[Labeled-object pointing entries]
___
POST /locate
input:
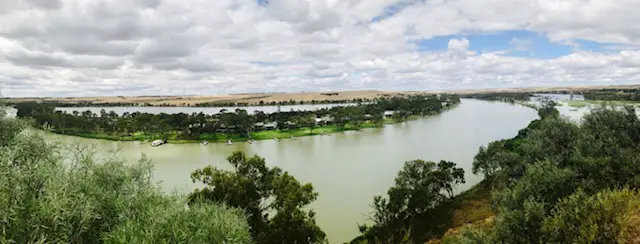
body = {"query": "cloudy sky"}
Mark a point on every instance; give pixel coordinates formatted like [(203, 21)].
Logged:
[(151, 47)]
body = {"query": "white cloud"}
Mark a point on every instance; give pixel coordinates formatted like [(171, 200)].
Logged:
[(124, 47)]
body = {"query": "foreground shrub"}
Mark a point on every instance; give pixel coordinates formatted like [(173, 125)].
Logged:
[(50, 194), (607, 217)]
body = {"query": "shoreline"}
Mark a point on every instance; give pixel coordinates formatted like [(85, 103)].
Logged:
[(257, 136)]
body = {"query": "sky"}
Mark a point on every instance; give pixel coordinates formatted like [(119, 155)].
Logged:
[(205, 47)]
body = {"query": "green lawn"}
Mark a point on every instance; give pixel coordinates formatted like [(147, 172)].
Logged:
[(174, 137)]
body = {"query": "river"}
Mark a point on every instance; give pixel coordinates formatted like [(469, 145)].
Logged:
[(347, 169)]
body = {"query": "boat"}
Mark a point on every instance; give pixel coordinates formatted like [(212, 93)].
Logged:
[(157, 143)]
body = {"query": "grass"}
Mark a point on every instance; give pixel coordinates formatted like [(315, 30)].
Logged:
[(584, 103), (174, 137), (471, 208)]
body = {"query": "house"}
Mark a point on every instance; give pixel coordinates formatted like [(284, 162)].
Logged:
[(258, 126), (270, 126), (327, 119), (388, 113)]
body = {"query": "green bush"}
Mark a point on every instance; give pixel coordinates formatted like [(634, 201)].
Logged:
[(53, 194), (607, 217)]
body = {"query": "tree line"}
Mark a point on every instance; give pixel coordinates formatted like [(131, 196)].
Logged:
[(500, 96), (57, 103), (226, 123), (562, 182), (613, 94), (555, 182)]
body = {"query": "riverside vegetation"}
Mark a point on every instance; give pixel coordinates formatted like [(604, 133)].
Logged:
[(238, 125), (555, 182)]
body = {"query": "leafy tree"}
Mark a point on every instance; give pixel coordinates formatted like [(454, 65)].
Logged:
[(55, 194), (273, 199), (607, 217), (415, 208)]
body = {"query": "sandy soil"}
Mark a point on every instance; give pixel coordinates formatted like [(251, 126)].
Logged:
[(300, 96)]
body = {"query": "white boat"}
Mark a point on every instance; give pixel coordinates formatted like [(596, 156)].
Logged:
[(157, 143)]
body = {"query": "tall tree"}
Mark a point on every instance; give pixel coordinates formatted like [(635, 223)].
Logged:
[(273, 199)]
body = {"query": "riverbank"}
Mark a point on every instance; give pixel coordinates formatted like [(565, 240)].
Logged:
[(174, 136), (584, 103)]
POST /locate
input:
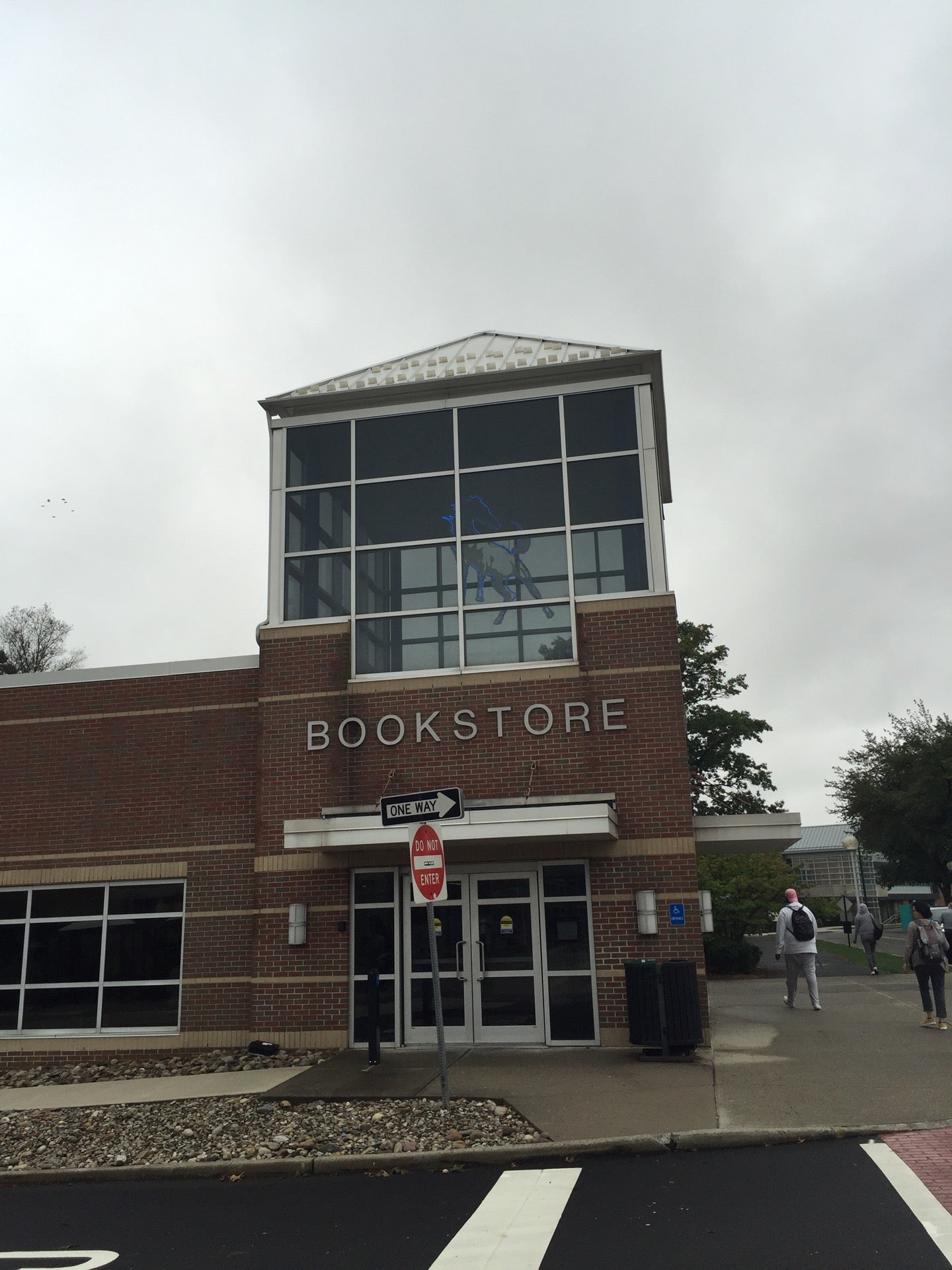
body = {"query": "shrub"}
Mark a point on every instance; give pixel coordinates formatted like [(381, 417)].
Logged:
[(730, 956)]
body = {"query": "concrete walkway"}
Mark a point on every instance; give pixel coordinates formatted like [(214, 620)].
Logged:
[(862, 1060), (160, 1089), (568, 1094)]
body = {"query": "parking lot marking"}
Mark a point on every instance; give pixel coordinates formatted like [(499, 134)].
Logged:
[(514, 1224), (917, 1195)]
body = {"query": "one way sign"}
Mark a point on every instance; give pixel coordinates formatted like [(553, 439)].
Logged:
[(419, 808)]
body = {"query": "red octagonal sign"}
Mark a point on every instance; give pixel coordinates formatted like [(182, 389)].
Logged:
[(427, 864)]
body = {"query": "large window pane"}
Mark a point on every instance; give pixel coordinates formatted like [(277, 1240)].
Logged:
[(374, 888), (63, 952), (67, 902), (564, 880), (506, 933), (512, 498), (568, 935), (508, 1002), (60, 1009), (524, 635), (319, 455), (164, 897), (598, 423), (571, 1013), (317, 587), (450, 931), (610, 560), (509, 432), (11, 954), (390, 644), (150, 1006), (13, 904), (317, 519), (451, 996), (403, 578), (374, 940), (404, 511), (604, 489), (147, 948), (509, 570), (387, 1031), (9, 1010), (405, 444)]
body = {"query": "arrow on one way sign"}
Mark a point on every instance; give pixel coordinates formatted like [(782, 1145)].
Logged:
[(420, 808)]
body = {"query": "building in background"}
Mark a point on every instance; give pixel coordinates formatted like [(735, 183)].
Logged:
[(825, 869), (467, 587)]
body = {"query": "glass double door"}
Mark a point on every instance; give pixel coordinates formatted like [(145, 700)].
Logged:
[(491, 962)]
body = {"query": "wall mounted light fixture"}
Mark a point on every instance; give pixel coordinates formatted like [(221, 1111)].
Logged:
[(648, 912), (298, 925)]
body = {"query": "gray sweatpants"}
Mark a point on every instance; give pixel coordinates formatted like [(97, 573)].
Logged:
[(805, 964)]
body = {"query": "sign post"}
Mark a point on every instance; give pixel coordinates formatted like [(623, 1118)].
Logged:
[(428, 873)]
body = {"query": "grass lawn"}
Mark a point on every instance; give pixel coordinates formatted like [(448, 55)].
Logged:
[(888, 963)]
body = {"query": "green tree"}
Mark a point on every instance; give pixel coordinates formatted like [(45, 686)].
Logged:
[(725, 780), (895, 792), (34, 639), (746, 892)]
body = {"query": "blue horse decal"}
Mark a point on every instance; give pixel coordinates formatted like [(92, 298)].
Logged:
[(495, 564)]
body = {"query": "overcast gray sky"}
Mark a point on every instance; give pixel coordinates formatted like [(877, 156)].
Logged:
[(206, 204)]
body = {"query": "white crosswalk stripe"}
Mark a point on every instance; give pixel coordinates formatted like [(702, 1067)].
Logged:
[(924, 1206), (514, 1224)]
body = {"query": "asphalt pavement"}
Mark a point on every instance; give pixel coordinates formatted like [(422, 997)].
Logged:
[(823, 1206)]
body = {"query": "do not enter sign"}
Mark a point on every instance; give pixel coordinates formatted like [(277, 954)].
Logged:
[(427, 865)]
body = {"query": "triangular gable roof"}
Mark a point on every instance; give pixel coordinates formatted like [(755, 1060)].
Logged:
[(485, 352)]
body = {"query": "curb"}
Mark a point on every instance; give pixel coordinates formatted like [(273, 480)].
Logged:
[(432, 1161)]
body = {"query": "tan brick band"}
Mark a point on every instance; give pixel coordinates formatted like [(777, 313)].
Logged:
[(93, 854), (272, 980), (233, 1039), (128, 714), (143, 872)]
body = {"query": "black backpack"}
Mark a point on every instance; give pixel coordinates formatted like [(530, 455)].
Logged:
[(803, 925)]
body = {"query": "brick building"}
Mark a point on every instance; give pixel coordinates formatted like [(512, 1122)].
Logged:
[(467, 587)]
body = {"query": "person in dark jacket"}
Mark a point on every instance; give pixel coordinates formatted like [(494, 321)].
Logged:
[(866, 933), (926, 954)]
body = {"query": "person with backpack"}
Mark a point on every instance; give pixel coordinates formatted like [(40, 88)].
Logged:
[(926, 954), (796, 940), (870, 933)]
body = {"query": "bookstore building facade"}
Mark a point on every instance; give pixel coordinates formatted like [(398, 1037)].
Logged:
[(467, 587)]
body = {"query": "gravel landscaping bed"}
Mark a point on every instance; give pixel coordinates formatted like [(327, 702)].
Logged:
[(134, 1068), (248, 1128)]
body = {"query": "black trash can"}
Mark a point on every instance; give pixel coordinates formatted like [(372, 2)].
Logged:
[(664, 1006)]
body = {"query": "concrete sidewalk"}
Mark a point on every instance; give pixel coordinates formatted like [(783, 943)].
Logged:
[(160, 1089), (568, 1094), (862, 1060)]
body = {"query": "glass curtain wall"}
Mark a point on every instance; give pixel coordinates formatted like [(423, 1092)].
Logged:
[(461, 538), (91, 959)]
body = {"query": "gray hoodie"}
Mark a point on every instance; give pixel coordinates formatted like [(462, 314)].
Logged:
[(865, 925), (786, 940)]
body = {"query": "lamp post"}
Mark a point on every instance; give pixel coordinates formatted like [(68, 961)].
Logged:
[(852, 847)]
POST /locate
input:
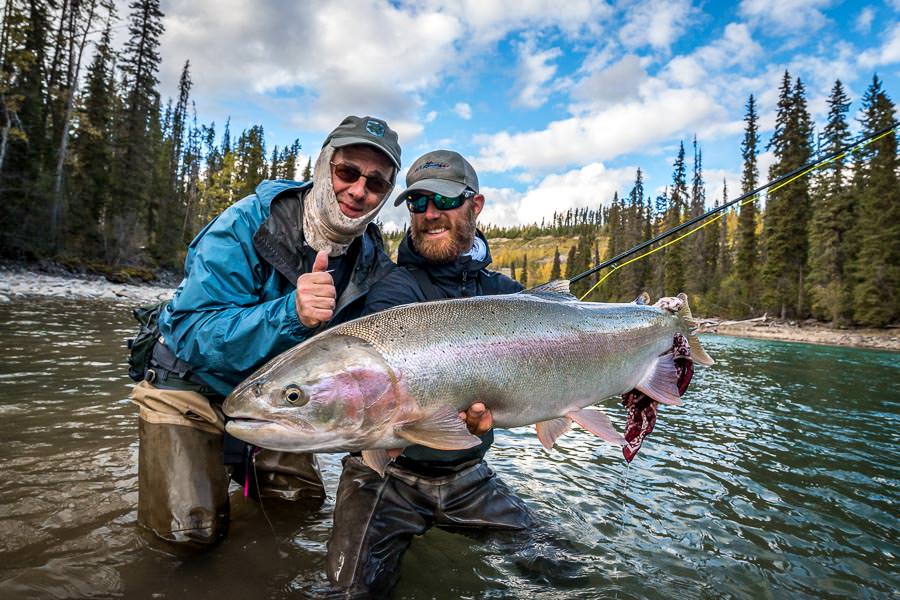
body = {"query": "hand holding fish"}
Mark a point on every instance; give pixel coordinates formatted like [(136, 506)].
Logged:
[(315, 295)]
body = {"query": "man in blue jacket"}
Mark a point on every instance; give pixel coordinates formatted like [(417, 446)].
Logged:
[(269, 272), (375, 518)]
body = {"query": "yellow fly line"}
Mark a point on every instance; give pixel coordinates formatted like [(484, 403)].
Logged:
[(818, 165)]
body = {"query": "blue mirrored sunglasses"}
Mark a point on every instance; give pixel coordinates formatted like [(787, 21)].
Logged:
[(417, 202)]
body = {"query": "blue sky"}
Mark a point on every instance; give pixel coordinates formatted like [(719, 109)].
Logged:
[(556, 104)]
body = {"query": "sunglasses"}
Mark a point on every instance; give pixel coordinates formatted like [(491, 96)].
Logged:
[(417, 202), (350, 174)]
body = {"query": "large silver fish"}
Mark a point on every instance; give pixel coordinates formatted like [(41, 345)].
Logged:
___
_Aim_.
Format the material from its start through the line that contains "[(50, 194), (607, 217)]" as a numbered list, with blank lines dropped and the pictures left out.

_Exercise response_.
1. POST /locate
2. input:
3. body = {"query": "cloudy sky"}
4. Mark a point on every instance; give pixel coordinates formatted like [(203, 21)].
5. Logged:
6. [(151, 47)]
7. body = {"query": "white cloud"}
8. Mark a point on every instance; give pixel coordinates formatted like [(171, 200)].
9. Logged:
10. [(124, 47)]
11. body = {"query": "foreground shrub"}
12. Mark a point on every instance; give pixel coordinates formatted like [(173, 125)].
13. Logged:
14. [(50, 194), (607, 217)]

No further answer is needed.